[EXCERPT TO READ]:
++++++
To that end, ASUR has been lobbying hard to bring in more airlines. On July 17, Colombia’s Avianca began flying three times a week between Bogotá and San Juan, using the same plane that flies the Bogotá-Cancún route. Arellano said the company is also negotiating with Brazil’s Gol for direct flights between São Paulo and San Juan.

Spain’s Iberia also plans to increase its presence in Puerto Rico, with new routes connecting LMM to neighboring destinations in the Caribbean. The airline had drastically reduced its presence in San Juan in December 2012 after financial problems forced it to restructure. Iberia eliminated various key routes — including a direct flight between San Juan and Madrid — though it kept other routes between San Juan and Miami.

In May, Mexico City-based Interjet began serving the Puerto Rico market after a 14-year absence, with 150 passengers aboard the first chartered flight paying between $690 and $780 for a round-trip ticket to the island.

“Working together with the government, we can pressure airlines to fly to Puerto Rico,” said Arellano. “But it’s very difficult to self-promote the destination if you don’t have the demand.”

PRPA Executive Director Victor Suárez said the last year a Mexican airline did business with Puerto Rico was 2000, when Mexicana de Aviación discontinued flights to and from San Juan.
++++++
[SHORT TASK A]: Format the lines of the records as a numbered list, beginning at the line that contains "pole, it would be much appreciated." and stopping after the line that contains "POLYGON ((147 17, 147", leaving out any blank lines.
The passage about airlines and the records have no connection to each other.
++++++
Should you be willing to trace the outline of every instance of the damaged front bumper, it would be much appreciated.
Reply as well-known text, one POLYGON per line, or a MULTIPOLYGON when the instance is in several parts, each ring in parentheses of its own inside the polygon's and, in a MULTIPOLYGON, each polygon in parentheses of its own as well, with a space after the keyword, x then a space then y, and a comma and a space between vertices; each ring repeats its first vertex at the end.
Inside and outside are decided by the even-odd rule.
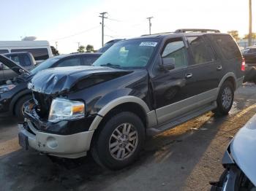
POLYGON ((61 157, 86 155, 94 132, 86 127, 90 120, 50 122, 37 114, 33 105, 32 101, 25 104, 25 122, 18 125, 20 146, 61 157))
POLYGON ((86 156, 94 134, 93 130, 67 136, 40 132, 30 120, 19 124, 18 128, 19 142, 25 149, 31 147, 50 155, 67 158, 86 156))

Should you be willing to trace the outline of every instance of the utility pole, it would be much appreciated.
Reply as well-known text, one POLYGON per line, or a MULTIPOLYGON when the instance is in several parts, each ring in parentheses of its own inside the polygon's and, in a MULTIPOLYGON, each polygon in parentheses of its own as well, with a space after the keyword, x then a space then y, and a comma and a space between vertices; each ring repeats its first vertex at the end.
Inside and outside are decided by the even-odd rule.
POLYGON ((248 45, 252 46, 252 0, 249 0, 249 34, 248 34, 248 45))
POLYGON ((104 46, 104 19, 108 18, 105 17, 105 15, 108 14, 107 12, 103 12, 99 13, 99 17, 102 18, 102 47, 104 46))
POLYGON ((55 44, 56 45, 56 50, 58 50, 58 42, 56 42, 55 44))
POLYGON ((147 17, 147 19, 148 19, 148 23, 149 23, 149 34, 151 34, 151 26, 152 26, 151 19, 153 17, 147 17))

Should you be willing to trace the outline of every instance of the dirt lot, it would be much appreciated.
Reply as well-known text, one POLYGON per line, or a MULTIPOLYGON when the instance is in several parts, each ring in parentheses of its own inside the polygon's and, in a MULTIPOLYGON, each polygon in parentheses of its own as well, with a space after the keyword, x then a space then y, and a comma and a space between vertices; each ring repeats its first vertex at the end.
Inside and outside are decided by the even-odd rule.
POLYGON ((20 148, 15 120, 0 120, 0 190, 208 190, 230 140, 256 112, 256 85, 236 93, 230 115, 208 112, 148 138, 139 160, 110 171, 87 157, 53 163, 20 148))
++++++
[SHORT TASK B]: According to the passage about airline service in Puerto Rico, why did Iberia drastically reduce its presence in San Juan in December 2012?

[FINAL ANSWER A]:
1. Should you be willing to trace the outline of every instance of the utility pole, it would be much appreciated.
2. Reply as well-known text, one POLYGON per line, or a MULTIPOLYGON when the instance is in several parts, each ring in parentheses of its own inside the polygon's and, in a MULTIPOLYGON, each polygon in parentheses of its own as well, with a space after the keyword, x then a space then y, and a comma and a space between vertices; each ring repeats its first vertex at the end.
3. Inside and outside are decided by the even-odd rule.
4. POLYGON ((248 45, 252 46, 252 0, 249 0, 249 34, 248 34, 248 45))
5. POLYGON ((104 46, 104 19, 108 18, 105 17, 105 15, 108 14, 107 12, 103 12, 99 13, 99 17, 102 18, 102 47, 104 46))
6. POLYGON ((55 44, 56 45, 56 50, 58 50, 58 42, 56 42, 55 44))
7. POLYGON ((147 17, 147 19, 148 19, 148 23, 149 23, 149 34, 151 34, 151 26, 152 26, 151 19, 153 17, 147 17))

[FINAL ANSWER B]: Iberia cut back in San Juan because financial problems forced the airline to restructure. As part of that, it eliminated various key routes, including the direct San Juan–Madrid flight, but kept other routes between San Juan and Miami.